- Problem to work on: Give only the lines from the one containing "3. Where is the chrome drawer" through the end of the material below, exactly as written.

- Data for processing:
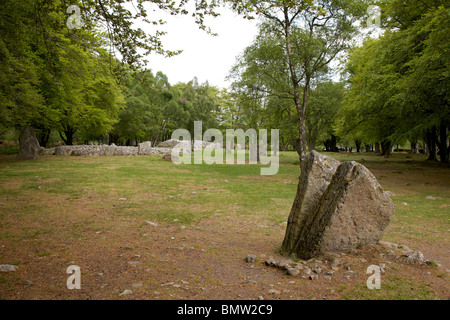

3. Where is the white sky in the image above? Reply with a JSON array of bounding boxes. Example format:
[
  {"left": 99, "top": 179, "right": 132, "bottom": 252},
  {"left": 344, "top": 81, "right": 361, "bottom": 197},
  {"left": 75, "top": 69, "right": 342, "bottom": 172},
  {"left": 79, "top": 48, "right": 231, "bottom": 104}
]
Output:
[{"left": 143, "top": 8, "right": 257, "bottom": 88}]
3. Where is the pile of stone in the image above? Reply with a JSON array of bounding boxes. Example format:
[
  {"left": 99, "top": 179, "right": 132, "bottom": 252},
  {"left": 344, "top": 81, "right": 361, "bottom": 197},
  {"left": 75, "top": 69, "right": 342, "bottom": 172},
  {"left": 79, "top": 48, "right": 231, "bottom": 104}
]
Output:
[{"left": 282, "top": 151, "right": 395, "bottom": 259}]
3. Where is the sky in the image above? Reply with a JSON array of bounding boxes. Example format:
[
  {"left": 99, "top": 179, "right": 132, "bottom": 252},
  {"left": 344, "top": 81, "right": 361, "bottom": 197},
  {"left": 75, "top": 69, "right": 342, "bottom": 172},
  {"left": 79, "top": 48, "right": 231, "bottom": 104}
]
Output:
[{"left": 143, "top": 8, "right": 257, "bottom": 88}]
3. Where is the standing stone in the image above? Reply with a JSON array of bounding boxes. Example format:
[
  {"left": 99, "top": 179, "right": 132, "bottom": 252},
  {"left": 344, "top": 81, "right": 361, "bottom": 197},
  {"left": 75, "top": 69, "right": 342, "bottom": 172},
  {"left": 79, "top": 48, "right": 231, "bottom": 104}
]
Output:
[
  {"left": 16, "top": 127, "right": 40, "bottom": 160},
  {"left": 138, "top": 141, "right": 152, "bottom": 155},
  {"left": 295, "top": 161, "right": 395, "bottom": 259},
  {"left": 282, "top": 151, "right": 340, "bottom": 254}
]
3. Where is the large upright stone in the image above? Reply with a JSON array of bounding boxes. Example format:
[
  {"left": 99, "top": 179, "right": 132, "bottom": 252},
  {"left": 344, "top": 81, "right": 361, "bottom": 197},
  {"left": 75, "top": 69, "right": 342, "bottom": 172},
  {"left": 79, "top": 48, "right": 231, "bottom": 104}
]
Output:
[
  {"left": 295, "top": 161, "right": 395, "bottom": 259},
  {"left": 282, "top": 151, "right": 340, "bottom": 254},
  {"left": 16, "top": 127, "right": 40, "bottom": 160},
  {"left": 138, "top": 141, "right": 152, "bottom": 155}
]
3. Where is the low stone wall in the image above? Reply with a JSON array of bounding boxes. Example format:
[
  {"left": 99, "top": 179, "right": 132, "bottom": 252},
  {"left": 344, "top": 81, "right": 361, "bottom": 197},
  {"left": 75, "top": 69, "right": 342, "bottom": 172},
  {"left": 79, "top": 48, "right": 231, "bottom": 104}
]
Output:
[{"left": 39, "top": 141, "right": 172, "bottom": 156}]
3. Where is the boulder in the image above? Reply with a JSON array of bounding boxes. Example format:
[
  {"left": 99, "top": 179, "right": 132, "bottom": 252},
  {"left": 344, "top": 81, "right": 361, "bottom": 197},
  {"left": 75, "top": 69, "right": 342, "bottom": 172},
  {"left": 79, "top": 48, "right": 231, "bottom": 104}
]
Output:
[
  {"left": 295, "top": 161, "right": 395, "bottom": 259},
  {"left": 138, "top": 141, "right": 152, "bottom": 155},
  {"left": 16, "top": 127, "right": 40, "bottom": 160}
]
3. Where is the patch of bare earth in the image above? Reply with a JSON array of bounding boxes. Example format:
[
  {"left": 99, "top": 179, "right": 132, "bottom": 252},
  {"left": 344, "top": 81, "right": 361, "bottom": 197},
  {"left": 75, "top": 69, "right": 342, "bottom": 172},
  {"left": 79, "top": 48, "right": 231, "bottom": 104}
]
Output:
[{"left": 0, "top": 199, "right": 448, "bottom": 300}]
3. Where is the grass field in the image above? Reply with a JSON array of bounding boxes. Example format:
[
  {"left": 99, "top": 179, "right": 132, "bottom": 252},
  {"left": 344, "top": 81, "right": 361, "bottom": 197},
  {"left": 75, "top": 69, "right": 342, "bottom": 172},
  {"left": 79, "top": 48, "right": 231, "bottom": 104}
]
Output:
[{"left": 0, "top": 152, "right": 450, "bottom": 299}]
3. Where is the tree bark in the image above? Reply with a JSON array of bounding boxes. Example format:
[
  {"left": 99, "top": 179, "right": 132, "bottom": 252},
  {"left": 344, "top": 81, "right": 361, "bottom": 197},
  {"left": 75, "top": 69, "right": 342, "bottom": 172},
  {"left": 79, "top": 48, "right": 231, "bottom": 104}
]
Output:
[
  {"left": 355, "top": 140, "right": 361, "bottom": 152},
  {"left": 424, "top": 126, "right": 437, "bottom": 161},
  {"left": 381, "top": 140, "right": 392, "bottom": 158},
  {"left": 375, "top": 142, "right": 380, "bottom": 153}
]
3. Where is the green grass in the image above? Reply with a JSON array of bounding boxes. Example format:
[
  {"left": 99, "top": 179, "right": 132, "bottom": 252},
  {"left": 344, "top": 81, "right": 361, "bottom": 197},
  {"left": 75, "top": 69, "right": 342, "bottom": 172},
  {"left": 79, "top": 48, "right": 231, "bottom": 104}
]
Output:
[
  {"left": 338, "top": 275, "right": 436, "bottom": 300},
  {"left": 0, "top": 152, "right": 450, "bottom": 299}
]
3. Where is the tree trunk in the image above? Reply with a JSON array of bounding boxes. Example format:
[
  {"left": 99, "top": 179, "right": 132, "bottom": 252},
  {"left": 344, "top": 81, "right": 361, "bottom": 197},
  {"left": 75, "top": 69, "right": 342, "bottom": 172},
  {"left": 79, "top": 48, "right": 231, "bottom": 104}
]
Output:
[
  {"left": 381, "top": 140, "right": 392, "bottom": 158},
  {"left": 425, "top": 126, "right": 437, "bottom": 161},
  {"left": 375, "top": 142, "right": 380, "bottom": 153},
  {"left": 410, "top": 141, "right": 419, "bottom": 154}
]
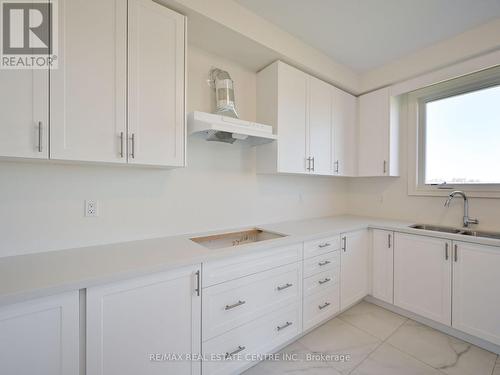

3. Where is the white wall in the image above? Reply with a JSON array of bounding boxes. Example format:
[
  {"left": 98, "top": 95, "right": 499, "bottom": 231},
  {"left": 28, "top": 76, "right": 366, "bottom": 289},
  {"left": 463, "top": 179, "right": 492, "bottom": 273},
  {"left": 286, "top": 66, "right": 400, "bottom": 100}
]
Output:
[
  {"left": 0, "top": 47, "right": 346, "bottom": 256},
  {"left": 347, "top": 96, "right": 500, "bottom": 231}
]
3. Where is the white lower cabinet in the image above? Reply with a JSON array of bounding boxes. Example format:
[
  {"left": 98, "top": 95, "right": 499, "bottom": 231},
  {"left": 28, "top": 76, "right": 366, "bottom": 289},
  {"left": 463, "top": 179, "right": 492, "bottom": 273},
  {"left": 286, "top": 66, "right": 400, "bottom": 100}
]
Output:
[
  {"left": 394, "top": 233, "right": 452, "bottom": 325},
  {"left": 340, "top": 229, "right": 370, "bottom": 310},
  {"left": 371, "top": 229, "right": 394, "bottom": 303},
  {"left": 452, "top": 242, "right": 500, "bottom": 345},
  {"left": 87, "top": 266, "right": 201, "bottom": 375},
  {"left": 203, "top": 301, "right": 302, "bottom": 375},
  {"left": 0, "top": 291, "right": 79, "bottom": 375}
]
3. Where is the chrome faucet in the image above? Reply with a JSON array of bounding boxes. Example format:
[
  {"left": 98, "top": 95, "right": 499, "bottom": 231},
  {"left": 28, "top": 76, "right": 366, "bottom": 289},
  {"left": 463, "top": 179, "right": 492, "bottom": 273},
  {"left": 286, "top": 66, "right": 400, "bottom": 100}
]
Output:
[{"left": 444, "top": 190, "right": 479, "bottom": 228}]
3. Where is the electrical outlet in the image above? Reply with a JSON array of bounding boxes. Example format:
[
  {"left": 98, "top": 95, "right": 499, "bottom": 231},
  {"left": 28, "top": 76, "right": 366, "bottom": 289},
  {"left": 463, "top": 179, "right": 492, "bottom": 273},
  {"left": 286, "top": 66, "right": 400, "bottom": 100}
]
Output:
[{"left": 85, "top": 199, "right": 99, "bottom": 217}]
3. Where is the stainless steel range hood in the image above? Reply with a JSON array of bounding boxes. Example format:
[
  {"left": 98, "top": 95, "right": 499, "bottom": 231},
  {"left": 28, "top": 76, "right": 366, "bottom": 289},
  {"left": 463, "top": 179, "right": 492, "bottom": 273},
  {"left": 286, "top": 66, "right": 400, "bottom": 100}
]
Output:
[{"left": 188, "top": 111, "right": 277, "bottom": 146}]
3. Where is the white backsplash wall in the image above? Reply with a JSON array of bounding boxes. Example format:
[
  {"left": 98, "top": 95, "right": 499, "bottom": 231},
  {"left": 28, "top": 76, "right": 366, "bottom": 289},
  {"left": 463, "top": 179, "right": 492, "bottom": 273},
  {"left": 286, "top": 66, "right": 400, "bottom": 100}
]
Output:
[
  {"left": 348, "top": 96, "right": 500, "bottom": 231},
  {"left": 0, "top": 47, "right": 347, "bottom": 256}
]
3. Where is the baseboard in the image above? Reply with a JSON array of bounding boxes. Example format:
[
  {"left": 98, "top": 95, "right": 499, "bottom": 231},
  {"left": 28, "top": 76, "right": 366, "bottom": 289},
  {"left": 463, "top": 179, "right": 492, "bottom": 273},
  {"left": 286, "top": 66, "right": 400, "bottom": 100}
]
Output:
[{"left": 365, "top": 296, "right": 500, "bottom": 355}]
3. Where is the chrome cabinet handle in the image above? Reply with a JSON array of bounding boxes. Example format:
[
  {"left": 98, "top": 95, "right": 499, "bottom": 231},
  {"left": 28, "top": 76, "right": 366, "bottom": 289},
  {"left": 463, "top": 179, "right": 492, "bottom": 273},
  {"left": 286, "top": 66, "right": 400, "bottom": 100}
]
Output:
[
  {"left": 318, "top": 302, "right": 330, "bottom": 310},
  {"left": 276, "top": 283, "right": 293, "bottom": 292},
  {"left": 194, "top": 270, "right": 201, "bottom": 296},
  {"left": 224, "top": 301, "right": 247, "bottom": 310},
  {"left": 226, "top": 345, "right": 246, "bottom": 359},
  {"left": 130, "top": 133, "right": 135, "bottom": 159},
  {"left": 120, "top": 132, "right": 123, "bottom": 158},
  {"left": 276, "top": 322, "right": 293, "bottom": 331},
  {"left": 318, "top": 277, "right": 331, "bottom": 285},
  {"left": 38, "top": 121, "right": 43, "bottom": 152}
]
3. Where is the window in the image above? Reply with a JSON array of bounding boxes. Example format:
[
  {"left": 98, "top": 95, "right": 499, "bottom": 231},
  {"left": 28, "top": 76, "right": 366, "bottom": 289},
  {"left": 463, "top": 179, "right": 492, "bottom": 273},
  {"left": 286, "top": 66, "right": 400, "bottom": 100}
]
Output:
[
  {"left": 423, "top": 85, "right": 500, "bottom": 184},
  {"left": 408, "top": 67, "right": 500, "bottom": 197}
]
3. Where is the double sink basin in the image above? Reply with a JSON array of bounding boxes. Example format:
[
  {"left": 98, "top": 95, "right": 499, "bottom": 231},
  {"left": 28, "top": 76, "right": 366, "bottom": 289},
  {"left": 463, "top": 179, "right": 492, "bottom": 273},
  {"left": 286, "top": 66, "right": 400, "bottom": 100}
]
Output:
[{"left": 410, "top": 224, "right": 500, "bottom": 240}]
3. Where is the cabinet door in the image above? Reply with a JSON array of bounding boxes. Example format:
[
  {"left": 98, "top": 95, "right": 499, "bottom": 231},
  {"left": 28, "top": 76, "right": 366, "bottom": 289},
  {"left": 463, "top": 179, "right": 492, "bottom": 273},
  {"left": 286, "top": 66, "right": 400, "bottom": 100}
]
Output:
[
  {"left": 0, "top": 291, "right": 79, "bottom": 375},
  {"left": 453, "top": 242, "right": 500, "bottom": 345},
  {"left": 0, "top": 69, "right": 49, "bottom": 159},
  {"left": 128, "top": 0, "right": 185, "bottom": 167},
  {"left": 358, "top": 88, "right": 390, "bottom": 176},
  {"left": 307, "top": 77, "right": 332, "bottom": 175},
  {"left": 50, "top": 0, "right": 127, "bottom": 163},
  {"left": 340, "top": 230, "right": 369, "bottom": 310},
  {"left": 394, "top": 233, "right": 451, "bottom": 325},
  {"left": 332, "top": 87, "right": 358, "bottom": 176},
  {"left": 87, "top": 267, "right": 201, "bottom": 375},
  {"left": 278, "top": 63, "right": 308, "bottom": 173},
  {"left": 372, "top": 229, "right": 394, "bottom": 303}
]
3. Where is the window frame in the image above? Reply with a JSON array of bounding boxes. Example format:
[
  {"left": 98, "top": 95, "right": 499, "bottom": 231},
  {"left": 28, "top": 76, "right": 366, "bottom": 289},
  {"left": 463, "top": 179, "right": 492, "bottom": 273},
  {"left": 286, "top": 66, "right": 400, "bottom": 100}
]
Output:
[{"left": 407, "top": 66, "right": 500, "bottom": 198}]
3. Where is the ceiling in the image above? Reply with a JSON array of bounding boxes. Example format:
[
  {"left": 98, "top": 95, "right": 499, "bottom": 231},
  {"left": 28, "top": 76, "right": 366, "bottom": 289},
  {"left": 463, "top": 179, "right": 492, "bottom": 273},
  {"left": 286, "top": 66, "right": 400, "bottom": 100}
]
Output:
[{"left": 235, "top": 0, "right": 500, "bottom": 73}]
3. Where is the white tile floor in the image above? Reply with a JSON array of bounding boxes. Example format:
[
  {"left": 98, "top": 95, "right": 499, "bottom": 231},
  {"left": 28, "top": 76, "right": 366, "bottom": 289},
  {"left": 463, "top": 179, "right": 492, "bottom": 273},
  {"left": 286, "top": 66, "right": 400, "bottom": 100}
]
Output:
[{"left": 245, "top": 302, "right": 500, "bottom": 375}]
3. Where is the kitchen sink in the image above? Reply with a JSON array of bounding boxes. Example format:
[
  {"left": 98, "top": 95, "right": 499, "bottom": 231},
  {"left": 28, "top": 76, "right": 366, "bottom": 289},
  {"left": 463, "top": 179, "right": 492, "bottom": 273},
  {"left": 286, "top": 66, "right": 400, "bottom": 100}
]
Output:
[
  {"left": 191, "top": 228, "right": 286, "bottom": 250},
  {"left": 410, "top": 224, "right": 500, "bottom": 240},
  {"left": 410, "top": 224, "right": 462, "bottom": 234},
  {"left": 460, "top": 230, "right": 500, "bottom": 240}
]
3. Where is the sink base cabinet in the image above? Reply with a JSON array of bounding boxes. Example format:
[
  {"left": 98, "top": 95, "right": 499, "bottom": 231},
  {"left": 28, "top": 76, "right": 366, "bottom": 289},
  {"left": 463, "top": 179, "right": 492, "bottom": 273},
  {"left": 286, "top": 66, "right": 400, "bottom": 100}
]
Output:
[
  {"left": 394, "top": 233, "right": 452, "bottom": 325},
  {"left": 452, "top": 242, "right": 500, "bottom": 345},
  {"left": 87, "top": 267, "right": 201, "bottom": 375},
  {"left": 0, "top": 291, "right": 79, "bottom": 375}
]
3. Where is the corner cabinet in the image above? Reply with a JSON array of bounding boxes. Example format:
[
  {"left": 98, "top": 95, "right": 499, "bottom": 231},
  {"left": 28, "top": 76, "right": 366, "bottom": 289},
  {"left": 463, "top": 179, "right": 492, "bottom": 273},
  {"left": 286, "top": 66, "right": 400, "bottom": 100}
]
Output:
[
  {"left": 87, "top": 266, "right": 201, "bottom": 375},
  {"left": 257, "top": 61, "right": 357, "bottom": 176},
  {"left": 0, "top": 291, "right": 80, "bottom": 375},
  {"left": 358, "top": 87, "right": 399, "bottom": 176},
  {"left": 340, "top": 229, "right": 370, "bottom": 310},
  {"left": 452, "top": 242, "right": 500, "bottom": 345},
  {"left": 0, "top": 0, "right": 186, "bottom": 167},
  {"left": 371, "top": 229, "right": 394, "bottom": 304}
]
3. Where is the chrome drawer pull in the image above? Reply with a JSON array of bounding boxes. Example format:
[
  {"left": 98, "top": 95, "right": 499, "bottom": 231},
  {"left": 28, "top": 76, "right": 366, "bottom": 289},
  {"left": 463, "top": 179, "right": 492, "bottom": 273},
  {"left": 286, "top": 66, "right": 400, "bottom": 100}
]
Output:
[
  {"left": 225, "top": 301, "right": 247, "bottom": 310},
  {"left": 226, "top": 345, "right": 246, "bottom": 359},
  {"left": 276, "top": 322, "right": 293, "bottom": 331},
  {"left": 276, "top": 283, "right": 293, "bottom": 292},
  {"left": 318, "top": 302, "right": 330, "bottom": 310}
]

- Solution for this problem:
3. Where is the chrome drawer pull in the image above? Reply with a JSON array of bounding boxes. Example format:
[
  {"left": 98, "top": 95, "right": 499, "bottom": 231},
  {"left": 28, "top": 76, "right": 366, "bottom": 289},
  {"left": 463, "top": 179, "right": 492, "bottom": 273},
  {"left": 286, "top": 66, "right": 400, "bottom": 100}
]
Output:
[
  {"left": 225, "top": 301, "right": 247, "bottom": 310},
  {"left": 226, "top": 345, "right": 246, "bottom": 359},
  {"left": 276, "top": 322, "right": 293, "bottom": 331},
  {"left": 276, "top": 283, "right": 293, "bottom": 292},
  {"left": 318, "top": 302, "right": 330, "bottom": 310}
]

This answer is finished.